YOUR OBJECTIVE.
The listing below should be written out exactly; please include all of it.

ENTRIES SHOWN.
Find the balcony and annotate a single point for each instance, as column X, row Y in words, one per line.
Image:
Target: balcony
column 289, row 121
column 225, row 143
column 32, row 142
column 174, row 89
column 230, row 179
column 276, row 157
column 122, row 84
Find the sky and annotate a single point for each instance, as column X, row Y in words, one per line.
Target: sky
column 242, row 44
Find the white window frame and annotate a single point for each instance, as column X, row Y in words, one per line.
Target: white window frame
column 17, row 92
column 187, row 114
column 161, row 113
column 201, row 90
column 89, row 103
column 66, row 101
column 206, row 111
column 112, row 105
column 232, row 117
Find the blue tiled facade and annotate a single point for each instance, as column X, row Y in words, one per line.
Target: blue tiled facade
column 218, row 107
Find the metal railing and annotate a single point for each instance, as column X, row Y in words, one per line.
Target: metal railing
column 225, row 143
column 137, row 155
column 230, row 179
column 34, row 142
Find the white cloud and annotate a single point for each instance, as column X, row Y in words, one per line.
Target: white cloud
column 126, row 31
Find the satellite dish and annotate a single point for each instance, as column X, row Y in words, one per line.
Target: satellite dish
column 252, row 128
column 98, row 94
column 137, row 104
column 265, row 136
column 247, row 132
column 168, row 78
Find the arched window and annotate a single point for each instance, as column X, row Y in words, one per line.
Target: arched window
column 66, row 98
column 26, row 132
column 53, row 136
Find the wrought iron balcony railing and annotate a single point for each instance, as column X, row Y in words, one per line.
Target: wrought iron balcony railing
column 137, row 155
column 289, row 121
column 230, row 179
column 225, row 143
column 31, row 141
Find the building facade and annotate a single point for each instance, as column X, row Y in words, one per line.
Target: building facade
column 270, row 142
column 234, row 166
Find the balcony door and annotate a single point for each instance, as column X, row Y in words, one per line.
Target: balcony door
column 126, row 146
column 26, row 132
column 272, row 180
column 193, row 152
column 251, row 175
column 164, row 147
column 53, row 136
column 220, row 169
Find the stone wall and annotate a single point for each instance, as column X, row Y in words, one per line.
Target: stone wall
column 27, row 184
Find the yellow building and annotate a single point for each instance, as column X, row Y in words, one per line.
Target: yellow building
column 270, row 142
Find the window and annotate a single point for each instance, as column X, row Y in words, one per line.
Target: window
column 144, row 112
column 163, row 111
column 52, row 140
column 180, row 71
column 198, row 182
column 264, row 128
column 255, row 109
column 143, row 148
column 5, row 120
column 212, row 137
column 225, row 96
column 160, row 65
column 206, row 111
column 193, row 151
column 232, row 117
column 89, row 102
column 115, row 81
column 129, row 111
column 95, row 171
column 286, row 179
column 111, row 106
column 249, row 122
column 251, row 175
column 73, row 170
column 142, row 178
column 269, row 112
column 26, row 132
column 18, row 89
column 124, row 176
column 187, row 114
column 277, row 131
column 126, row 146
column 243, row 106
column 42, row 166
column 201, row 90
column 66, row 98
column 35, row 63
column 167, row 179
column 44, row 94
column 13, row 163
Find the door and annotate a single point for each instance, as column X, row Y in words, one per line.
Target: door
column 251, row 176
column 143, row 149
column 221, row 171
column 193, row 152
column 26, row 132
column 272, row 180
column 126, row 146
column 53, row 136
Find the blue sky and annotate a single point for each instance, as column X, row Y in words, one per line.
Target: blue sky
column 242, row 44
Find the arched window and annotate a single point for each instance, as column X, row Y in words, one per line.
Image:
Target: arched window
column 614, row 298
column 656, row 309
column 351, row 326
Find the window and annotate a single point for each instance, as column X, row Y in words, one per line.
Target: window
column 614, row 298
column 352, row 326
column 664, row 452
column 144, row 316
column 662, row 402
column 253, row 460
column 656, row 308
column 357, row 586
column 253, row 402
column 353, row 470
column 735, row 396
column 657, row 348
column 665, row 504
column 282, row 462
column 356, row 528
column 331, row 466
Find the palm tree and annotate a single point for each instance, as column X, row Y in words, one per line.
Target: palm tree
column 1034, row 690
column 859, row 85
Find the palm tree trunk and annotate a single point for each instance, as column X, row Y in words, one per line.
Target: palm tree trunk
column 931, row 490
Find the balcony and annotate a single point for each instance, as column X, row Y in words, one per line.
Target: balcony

OUTPUT.
Find the balcony and annotate a single point for each instance, as column X, row Y in words, one per line.
Image:
Target: balcony
column 289, row 121
column 225, row 143
column 32, row 142
column 174, row 89
column 230, row 179
column 276, row 157
column 122, row 84
Find the sky and annotate a single point for each instance, as column X, row Y in words, one per line.
Target: sky
column 242, row 44
Find the white window frame and annotate a single point for each instance, as column X, row Y in words, one per line.
Target: white window frame
column 17, row 92
column 187, row 114
column 161, row 113
column 201, row 90
column 89, row 103
column 66, row 101
column 206, row 111
column 112, row 105
column 232, row 117
Find the blue tiled facade and annotate a single point for each instance, as column X, row Y in words, one per line.
Target: blue tiled facade
column 218, row 107
Find the metal railing and annotate a single point for each instance, as column X, row Y in words, one per line.
Target: metal railing
column 225, row 143
column 137, row 155
column 230, row 179
column 34, row 142
Find the white cloud and annotate a single point for each instance, as column X, row Y in words, one per line.
Target: white cloud
column 126, row 31
Find the satellite dish and annotate a single point for each instance, as column X, row Y in words, one per line.
Target: satellite dish
column 252, row 128
column 98, row 94
column 137, row 104
column 265, row 136
column 247, row 132
column 168, row 78
Find the arched window and annotate a single point for each instance, as column X, row Y in words, one per line.
Target: arched window
column 66, row 98
column 26, row 132
column 53, row 136
Find the wrought iron balcony railing and annotate a single point for each instance, as column X, row Y in words, one per line.
Target: wrought iron balcony railing
column 137, row 155
column 289, row 121
column 230, row 179
column 225, row 143
column 31, row 141
Find the building facade and annotate a single point for each instance, as column X, row Y in words, one per line.
Target: building facade
column 270, row 142
column 234, row 166
Find the balcony door and annotate a single point for each instance, as column X, row Y in words, one per line.
Target: balcony door
column 126, row 146
column 26, row 132
column 272, row 180
column 193, row 152
column 251, row 175
column 164, row 147
column 53, row 136
column 220, row 169
Find the stone wall and annotate a single point for each instance, as column X, row Y in words, one per line.
Target: stone wall
column 27, row 184
Find the yellow building and annotate a single point for each instance, as column X, row Y in words, one per line.
Target: yellow building
column 270, row 142
Find the window and annotate a single point for each instance, as column X, row Y in words, one per line.
Target: window
column 144, row 112
column 163, row 111
column 52, row 140
column 180, row 71
column 198, row 182
column 264, row 128
column 255, row 109
column 143, row 148
column 5, row 120
column 212, row 137
column 225, row 96
column 160, row 65
column 206, row 111
column 193, row 151
column 232, row 117
column 89, row 102
column 115, row 81
column 129, row 111
column 95, row 171
column 286, row 179
column 111, row 106
column 249, row 122
column 251, row 175
column 73, row 170
column 142, row 178
column 269, row 112
column 26, row 132
column 18, row 89
column 124, row 176
column 187, row 114
column 277, row 131
column 126, row 146
column 243, row 106
column 42, row 166
column 201, row 90
column 66, row 98
column 35, row 63
column 167, row 179
column 44, row 94
column 13, row 163
Find the door and annotate a single point for each instance, as column X, row Y in words, one per line.
Target: door
column 251, row 176
column 143, row 149
column 221, row 171
column 193, row 152
column 26, row 132
column 272, row 180
column 126, row 146
column 53, row 136
Find the blue sky and annotate a single point for each instance, as column X, row Y in words, one per line.
Target: blue sky
column 242, row 44
Find the arched window and annotate a single point for each instance, as column X, row Y in words, one per line.
Image:
Target: arched window
column 614, row 298
column 656, row 309
column 351, row 326
Find the window and annotate a single point for each instance, as column X, row Y in words, one per line.
Target: window
column 614, row 298
column 352, row 326
column 664, row 452
column 144, row 316
column 662, row 402
column 253, row 460
column 656, row 308
column 357, row 586
column 253, row 402
column 353, row 470
column 735, row 396
column 657, row 348
column 665, row 504
column 282, row 462
column 356, row 528
column 331, row 466
Find the palm tree and annotate a single point for each instance, as column X, row Y in words, one per line.
Target: palm tree
column 1034, row 690
column 859, row 85
Find the palm tree trunk and annotate a single point for each instance, as column X, row Y in words, one per line.
Target: palm tree trunk
column 931, row 490
Find the balcony and annotate a single point for each instance, as column X, row Y in words, one per line.
Target: balcony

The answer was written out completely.